Request: In the lines below, find the one that contains "Guideline: for every instance of the blue" and write it out exactly, along with every line that follows it.

(Coordinate annotation records)
╔══
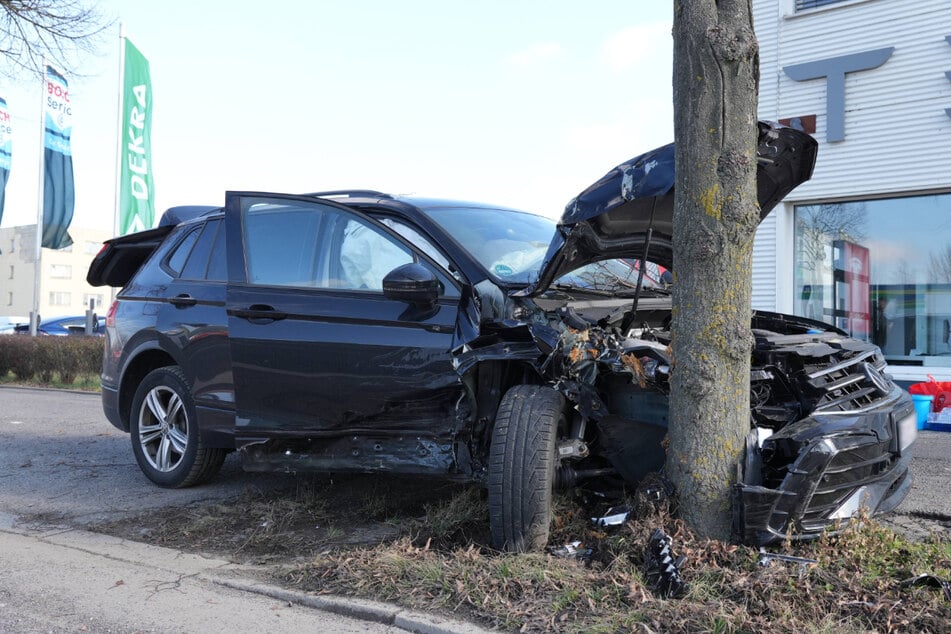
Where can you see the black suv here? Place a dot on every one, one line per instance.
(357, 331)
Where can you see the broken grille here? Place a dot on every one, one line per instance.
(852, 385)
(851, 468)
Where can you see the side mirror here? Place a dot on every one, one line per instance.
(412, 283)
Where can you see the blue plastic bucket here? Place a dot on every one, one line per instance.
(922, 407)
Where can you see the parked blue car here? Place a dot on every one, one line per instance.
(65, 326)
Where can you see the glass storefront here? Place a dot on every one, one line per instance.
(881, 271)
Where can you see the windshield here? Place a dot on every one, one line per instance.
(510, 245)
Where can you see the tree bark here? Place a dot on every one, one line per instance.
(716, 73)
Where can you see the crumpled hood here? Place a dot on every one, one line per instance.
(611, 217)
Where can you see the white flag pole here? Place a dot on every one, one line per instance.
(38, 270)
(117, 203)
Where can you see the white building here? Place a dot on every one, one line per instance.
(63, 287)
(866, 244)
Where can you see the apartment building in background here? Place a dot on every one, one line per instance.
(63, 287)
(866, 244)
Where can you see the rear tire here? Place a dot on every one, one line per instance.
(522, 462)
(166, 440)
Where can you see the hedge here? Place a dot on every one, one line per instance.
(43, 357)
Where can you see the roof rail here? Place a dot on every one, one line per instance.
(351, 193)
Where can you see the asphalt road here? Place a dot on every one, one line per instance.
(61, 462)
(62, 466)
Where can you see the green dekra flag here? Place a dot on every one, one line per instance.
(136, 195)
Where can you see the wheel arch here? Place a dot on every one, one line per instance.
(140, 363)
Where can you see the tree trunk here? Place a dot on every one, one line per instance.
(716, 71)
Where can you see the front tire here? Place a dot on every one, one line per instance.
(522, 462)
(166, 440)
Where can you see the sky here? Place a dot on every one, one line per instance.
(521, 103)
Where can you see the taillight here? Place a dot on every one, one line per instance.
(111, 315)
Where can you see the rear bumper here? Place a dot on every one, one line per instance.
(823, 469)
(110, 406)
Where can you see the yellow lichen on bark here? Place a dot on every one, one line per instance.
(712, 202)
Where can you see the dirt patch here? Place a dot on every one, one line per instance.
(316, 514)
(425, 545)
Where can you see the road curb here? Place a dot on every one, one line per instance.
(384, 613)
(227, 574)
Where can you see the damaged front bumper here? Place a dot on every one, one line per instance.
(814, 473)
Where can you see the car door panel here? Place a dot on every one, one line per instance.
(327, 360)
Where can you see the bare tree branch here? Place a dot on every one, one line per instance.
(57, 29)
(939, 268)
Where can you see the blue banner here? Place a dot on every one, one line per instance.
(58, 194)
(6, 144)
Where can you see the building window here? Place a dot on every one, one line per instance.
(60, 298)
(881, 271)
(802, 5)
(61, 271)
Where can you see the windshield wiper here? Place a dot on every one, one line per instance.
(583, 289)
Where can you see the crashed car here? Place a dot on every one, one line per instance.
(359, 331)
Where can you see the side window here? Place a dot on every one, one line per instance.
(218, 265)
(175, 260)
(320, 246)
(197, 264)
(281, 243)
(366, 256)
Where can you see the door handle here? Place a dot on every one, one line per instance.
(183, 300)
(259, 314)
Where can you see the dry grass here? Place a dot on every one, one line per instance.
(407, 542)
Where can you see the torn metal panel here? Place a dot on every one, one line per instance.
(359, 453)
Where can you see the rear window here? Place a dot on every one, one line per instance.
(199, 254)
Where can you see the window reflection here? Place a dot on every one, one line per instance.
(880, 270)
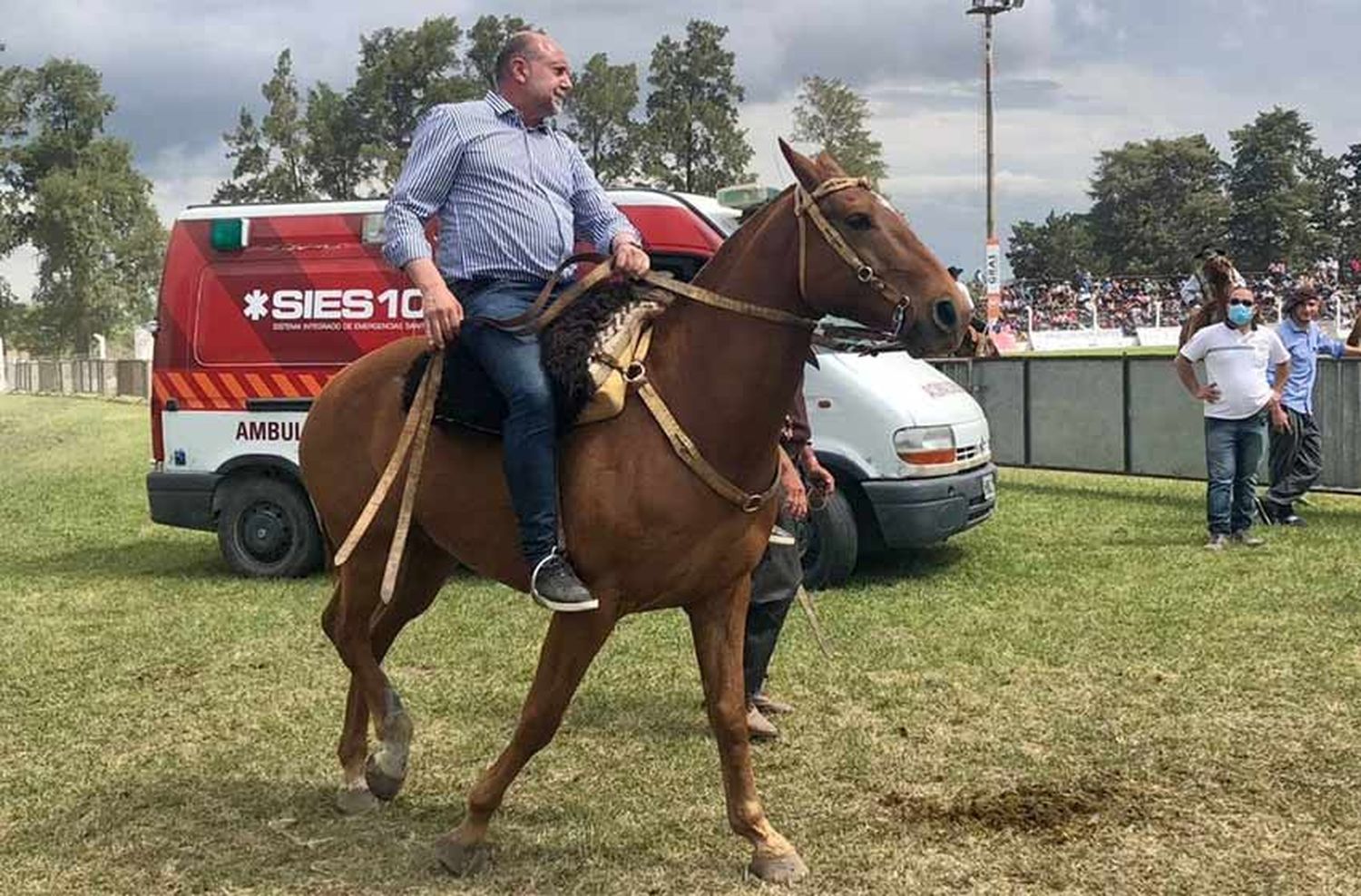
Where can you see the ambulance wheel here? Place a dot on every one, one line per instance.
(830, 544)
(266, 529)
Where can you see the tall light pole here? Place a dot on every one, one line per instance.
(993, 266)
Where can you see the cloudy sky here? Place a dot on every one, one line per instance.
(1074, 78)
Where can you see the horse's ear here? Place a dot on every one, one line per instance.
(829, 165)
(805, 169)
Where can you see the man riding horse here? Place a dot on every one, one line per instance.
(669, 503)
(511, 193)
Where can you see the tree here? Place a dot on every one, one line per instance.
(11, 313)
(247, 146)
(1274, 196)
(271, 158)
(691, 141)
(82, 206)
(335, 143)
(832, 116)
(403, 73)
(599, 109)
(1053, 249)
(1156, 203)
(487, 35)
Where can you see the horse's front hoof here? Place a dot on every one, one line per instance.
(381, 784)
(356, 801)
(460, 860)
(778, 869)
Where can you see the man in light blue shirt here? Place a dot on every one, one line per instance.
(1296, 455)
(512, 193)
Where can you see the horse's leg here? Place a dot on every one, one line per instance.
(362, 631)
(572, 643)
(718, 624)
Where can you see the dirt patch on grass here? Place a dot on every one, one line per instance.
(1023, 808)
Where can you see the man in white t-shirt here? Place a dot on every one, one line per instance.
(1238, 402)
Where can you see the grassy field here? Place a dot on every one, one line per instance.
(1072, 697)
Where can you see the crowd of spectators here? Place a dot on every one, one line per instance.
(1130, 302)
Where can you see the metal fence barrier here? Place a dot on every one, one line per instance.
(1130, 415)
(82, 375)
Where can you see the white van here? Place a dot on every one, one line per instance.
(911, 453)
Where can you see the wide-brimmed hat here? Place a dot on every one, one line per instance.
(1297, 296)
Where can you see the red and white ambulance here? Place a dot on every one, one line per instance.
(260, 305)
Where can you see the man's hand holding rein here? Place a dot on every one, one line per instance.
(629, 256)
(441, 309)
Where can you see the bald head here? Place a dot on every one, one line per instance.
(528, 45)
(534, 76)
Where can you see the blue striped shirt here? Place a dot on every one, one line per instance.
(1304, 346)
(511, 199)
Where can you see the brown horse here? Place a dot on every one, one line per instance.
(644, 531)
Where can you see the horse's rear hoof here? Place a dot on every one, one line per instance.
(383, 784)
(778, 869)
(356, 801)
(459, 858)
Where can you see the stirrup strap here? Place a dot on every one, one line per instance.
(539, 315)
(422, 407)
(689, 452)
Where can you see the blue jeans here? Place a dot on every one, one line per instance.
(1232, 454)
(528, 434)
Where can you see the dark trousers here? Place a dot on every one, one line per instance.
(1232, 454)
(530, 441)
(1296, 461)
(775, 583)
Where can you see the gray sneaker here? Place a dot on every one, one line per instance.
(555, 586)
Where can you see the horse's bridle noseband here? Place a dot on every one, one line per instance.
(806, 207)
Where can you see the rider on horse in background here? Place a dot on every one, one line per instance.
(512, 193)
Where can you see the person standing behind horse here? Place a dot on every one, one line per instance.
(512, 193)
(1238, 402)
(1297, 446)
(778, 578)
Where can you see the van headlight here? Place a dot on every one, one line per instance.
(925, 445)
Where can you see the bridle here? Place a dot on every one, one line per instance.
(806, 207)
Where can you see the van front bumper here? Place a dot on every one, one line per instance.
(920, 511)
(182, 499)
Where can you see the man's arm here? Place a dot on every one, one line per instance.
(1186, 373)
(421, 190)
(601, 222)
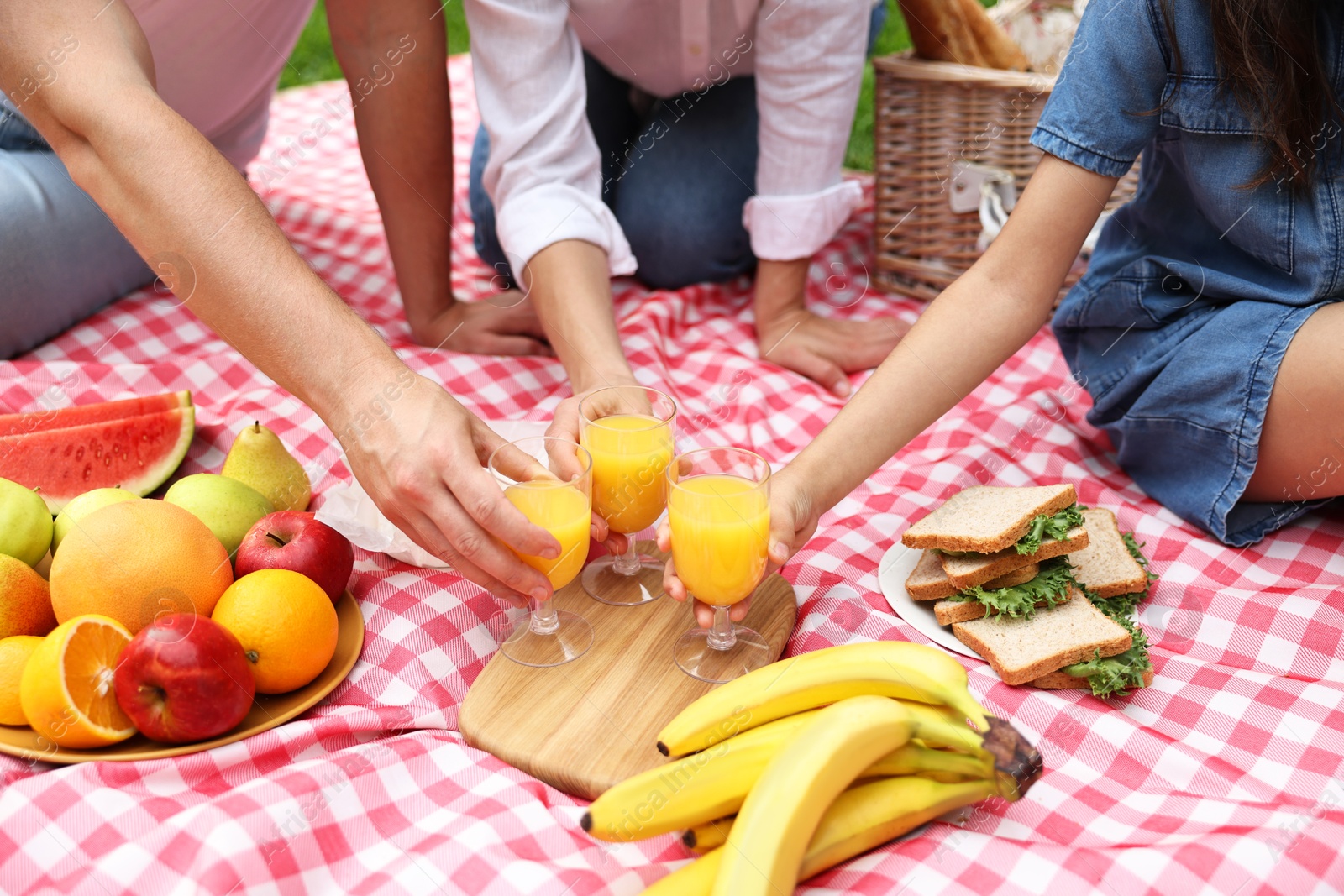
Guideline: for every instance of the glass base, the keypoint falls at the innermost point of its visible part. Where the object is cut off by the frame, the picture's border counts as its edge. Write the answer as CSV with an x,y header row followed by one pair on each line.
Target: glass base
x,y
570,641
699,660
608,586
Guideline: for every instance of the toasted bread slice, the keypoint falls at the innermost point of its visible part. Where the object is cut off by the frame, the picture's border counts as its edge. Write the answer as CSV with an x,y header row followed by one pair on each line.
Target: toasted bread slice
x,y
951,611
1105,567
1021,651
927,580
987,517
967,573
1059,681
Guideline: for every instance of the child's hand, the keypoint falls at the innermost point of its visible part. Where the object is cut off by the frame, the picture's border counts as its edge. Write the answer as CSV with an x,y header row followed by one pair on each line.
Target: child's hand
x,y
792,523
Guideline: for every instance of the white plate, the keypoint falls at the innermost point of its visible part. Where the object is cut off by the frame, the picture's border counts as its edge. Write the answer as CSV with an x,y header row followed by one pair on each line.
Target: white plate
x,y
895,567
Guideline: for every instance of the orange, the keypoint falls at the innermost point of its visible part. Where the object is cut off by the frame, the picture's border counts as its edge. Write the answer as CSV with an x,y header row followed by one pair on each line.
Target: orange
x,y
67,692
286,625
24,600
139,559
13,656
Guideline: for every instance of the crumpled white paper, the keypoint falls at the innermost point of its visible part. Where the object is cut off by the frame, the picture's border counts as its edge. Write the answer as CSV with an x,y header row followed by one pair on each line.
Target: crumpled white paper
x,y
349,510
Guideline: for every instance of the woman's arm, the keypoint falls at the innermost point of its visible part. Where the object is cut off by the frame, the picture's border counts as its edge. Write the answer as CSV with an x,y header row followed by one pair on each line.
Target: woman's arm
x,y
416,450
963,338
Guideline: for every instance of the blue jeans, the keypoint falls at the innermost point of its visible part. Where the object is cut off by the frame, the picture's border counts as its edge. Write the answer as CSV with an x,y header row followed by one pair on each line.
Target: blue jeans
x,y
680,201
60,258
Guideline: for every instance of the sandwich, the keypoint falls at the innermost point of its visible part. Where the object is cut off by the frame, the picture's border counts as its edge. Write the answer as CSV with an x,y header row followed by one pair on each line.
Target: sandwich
╚══
Exercise response:
Guideline: for every instance of the blue jeans, the keypoint falls at the innermost point of its visible part. Where the object is cut off by the frame, the picture's border counts as its edge. Write the answer as CSV with an x,y header row followed by one pair on each line.
Target: blue jeans
x,y
680,201
60,258
Guideline: for every instance of the sandwich, the keypoint falls at the innermost point of its visible part. Where the object is cut off by the frame, the picture's border counts as its edge. Write the answer as CSV with an x,y header row followed by one pair on each line.
Target: sandwich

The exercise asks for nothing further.